### GIVEN DATA
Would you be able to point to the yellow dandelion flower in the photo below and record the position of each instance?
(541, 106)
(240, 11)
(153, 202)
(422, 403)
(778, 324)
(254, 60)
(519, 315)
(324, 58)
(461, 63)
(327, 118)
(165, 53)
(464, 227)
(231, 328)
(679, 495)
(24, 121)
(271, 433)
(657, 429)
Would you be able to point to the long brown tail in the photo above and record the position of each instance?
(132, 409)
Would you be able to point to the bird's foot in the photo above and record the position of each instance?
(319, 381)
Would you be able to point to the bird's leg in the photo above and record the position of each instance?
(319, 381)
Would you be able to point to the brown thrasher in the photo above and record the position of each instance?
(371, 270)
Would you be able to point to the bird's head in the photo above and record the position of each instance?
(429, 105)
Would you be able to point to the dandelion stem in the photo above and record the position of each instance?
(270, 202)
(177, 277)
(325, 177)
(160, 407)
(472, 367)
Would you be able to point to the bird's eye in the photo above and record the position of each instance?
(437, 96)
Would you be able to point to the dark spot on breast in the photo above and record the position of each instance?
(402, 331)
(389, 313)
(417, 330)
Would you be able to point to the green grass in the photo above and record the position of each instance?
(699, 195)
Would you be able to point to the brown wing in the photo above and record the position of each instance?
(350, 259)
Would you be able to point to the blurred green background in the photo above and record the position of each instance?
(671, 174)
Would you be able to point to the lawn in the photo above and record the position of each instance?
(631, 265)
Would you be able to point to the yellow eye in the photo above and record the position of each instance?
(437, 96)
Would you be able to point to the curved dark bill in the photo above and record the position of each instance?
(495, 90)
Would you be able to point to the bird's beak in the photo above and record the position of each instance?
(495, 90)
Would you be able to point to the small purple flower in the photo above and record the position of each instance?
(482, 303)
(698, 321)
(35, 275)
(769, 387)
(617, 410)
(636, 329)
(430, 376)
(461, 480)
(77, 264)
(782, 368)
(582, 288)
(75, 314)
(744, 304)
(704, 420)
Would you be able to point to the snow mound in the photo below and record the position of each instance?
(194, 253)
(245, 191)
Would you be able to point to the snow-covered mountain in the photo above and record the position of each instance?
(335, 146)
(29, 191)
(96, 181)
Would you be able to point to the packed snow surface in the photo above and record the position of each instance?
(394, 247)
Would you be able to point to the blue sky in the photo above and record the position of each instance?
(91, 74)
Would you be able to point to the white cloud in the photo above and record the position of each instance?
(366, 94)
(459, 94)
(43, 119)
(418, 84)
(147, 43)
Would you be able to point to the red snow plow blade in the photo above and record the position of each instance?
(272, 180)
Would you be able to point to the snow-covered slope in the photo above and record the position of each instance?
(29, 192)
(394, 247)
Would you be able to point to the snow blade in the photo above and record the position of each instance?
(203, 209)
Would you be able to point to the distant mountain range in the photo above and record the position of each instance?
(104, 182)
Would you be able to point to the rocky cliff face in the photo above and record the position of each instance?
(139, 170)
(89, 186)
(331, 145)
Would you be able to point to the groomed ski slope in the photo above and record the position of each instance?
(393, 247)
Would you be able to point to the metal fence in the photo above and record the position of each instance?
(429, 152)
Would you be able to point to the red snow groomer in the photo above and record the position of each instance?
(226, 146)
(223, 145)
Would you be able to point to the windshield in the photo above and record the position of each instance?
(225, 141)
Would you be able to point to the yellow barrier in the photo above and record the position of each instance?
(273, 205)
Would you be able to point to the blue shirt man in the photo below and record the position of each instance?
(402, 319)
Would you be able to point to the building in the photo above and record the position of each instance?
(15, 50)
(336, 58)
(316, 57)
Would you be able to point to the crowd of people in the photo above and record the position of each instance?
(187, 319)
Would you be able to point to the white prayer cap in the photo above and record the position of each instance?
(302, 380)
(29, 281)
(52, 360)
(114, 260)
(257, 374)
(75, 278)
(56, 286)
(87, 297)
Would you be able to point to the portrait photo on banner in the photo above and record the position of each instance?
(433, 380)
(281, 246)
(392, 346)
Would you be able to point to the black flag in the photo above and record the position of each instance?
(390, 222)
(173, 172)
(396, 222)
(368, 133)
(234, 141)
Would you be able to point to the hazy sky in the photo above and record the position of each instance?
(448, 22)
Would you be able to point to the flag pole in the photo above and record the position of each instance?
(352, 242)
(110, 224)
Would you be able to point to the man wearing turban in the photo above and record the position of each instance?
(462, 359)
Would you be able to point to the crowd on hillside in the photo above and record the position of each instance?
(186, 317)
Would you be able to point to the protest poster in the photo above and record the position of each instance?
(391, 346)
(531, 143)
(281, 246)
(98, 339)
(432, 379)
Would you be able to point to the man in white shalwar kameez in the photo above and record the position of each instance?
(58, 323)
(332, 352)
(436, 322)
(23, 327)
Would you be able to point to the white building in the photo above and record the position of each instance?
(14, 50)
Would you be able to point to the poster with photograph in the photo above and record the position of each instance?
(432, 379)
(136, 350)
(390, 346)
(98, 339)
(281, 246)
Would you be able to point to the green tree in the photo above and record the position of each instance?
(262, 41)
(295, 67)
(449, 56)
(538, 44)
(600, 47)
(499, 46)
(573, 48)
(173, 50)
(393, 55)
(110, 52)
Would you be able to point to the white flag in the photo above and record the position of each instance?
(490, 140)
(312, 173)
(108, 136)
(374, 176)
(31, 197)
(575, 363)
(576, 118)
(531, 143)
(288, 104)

### TASK DETAILS
Repeat the listing exactly, leaving nothing out.

### PROBLEM SOLUTION
Would you be able to point to the yellow dandelion flower in the photo below and record the position of each instance?
(541, 106)
(240, 11)
(153, 202)
(422, 403)
(778, 324)
(254, 60)
(519, 315)
(324, 58)
(461, 63)
(327, 118)
(165, 53)
(464, 227)
(231, 328)
(679, 495)
(24, 121)
(271, 433)
(657, 429)
Would you be able to point to the long brown tail in the photo above and record the position of each instance?
(132, 409)
Would you be able to point to the bird's foot in the photo above and record the position of each instance?
(319, 381)
Would you be able to point to the bird's leg in the photo above and record the position of each instance?
(319, 381)
Would you be able to point to the brown thrasher in the photo above and record the position of each instance?
(371, 270)
Would you be able to point to the bird's head in the photo above and record the position of each instance?
(429, 105)
Would you be able to point to the dandelion stem in the photo above and record the position of each instance?
(270, 202)
(177, 277)
(325, 177)
(160, 407)
(472, 367)
Would you be able to point to the bird's eye in the photo above and record the position of each instance?
(437, 96)
Would you be able to point to the dark spot on breast in the photo above and record the position of each instance?
(402, 331)
(389, 313)
(417, 330)
Would you be able to point to the green grass in the photo above and record the position of each instance?
(699, 195)
Would you be able to point to the brown wing in the photo above and record the position of each instance?
(350, 259)
Would you be able to point to the blurred green background in the photo above and record the position of each instance?
(671, 174)
Would you be able to point to the lawn in the photo above and record the position of each instance?
(631, 265)
Would you be able to point to the yellow eye in the photo above and record the position of each instance?
(437, 96)
Would you be able to point to the curved dark bill in the photo above and record the position of each instance?
(495, 90)
Would you be able to point to the bird's beak in the photo above and record the position of each instance?
(495, 90)
Would you be able to point to the small purple flower in the photo above and record the position of each instance?
(482, 303)
(698, 321)
(35, 275)
(769, 387)
(617, 410)
(636, 329)
(430, 376)
(461, 480)
(77, 264)
(782, 368)
(582, 288)
(75, 314)
(744, 304)
(704, 420)
Would you be able to point to the snow mound in the photo below and record the position of each instance?
(194, 253)
(245, 191)
Would you be able to point to the snow-covered mountain in the photo above and record the position of each instance?
(335, 146)
(29, 191)
(96, 181)
Would you be able to point to the packed snow surface in the photo above and record the position of each instance?
(394, 247)
Would you be able to point to the blue sky in the photo above and record the position of each instance?
(91, 74)
Would you be able to point to the white cloud in the photo above and record the position of each instance?
(366, 94)
(459, 94)
(43, 119)
(418, 84)
(147, 43)
Would you be able to point to the red snow plow blade in the photo above and record the position of each instance?
(272, 180)
Would you be able to point to the snow-covered slope in the photo above and record the position of each instance?
(29, 192)
(394, 247)
Would you be able to point to the snow blade in the photo above and record the position of each instance?
(203, 209)
Would you be able to point to the distant mountain range in the photo above and record the position of each instance?
(104, 182)
Would you be able to point to the rocky cliff face in the photo above and record the position of each instance?
(139, 170)
(89, 186)
(331, 145)
Would you be able to point to the groomed ski slope in the photo above and record the position of each instance?
(393, 247)
Would you be able to point to the metal fence in the photo above and record the position of each instance?
(429, 152)
Would you be able to point to the red snow groomer in the photo above and record the position of each instance?
(226, 146)
(223, 145)
Would you be able to point to the windshield in the photo above and record the position of each instance?
(225, 141)
Would you be able to point to the yellow barrier in the photo above and record the position of each instance?
(273, 205)
Would you be able to point to the blue shirt man in the photo below and record the position of each instance?
(402, 319)
Would you be able to point to the building in the photo above and record the position of each instance?
(15, 50)
(336, 58)
(316, 57)
Would you be able to point to the crowd of people in the photo above and record the position of each instance?
(187, 319)
Would you be able to point to the white prayer cap in the photo above and record the position of each instance?
(302, 380)
(29, 281)
(52, 360)
(114, 260)
(257, 374)
(75, 278)
(56, 286)
(87, 297)
Would you be able to point to the portrait photo on banner in the photo above and record the position of each instance?
(433, 380)
(281, 246)
(392, 346)
Would you be able to point to the black flag in the photo above and record the position of each instance?
(390, 222)
(173, 172)
(396, 222)
(368, 133)
(234, 141)
Would you be able to point to the hazy sky in the photo above and record the position of each instance?
(448, 22)
Would you be able to point to the flag pole in the photo above and record the position of each instance?
(352, 242)
(110, 224)
Would you be able to point to the man wearing turban in the photo above and record the position of each instance?
(462, 359)
Would you be able to point to the crowd on hillside in the photo above and record the position of each instance?
(186, 317)
Would you be able to point to the protest poster in the photo above and record the position of each instance?
(391, 346)
(531, 143)
(281, 246)
(98, 339)
(432, 379)
Would you be able to point to the man in white shalwar kameez in the photo above and record the position of each instance?
(58, 323)
(332, 352)
(436, 322)
(23, 327)
Would you be able to point to the white building in the photo above and record the position of each instance?
(14, 50)
Would you be able to point to the poster with photograph in the photo above and record the position of each instance?
(432, 379)
(136, 350)
(390, 346)
(98, 339)
(281, 246)
Would you be able to point to the green tree in the photo above and record the position of each instance?
(262, 41)
(295, 67)
(449, 56)
(538, 44)
(600, 47)
(499, 46)
(573, 48)
(173, 50)
(393, 55)
(110, 52)
Would you be able to point to the white flag in the photo above and record the position of each instance?
(490, 140)
(312, 173)
(108, 136)
(374, 176)
(31, 197)
(575, 363)
(576, 118)
(531, 143)
(288, 104)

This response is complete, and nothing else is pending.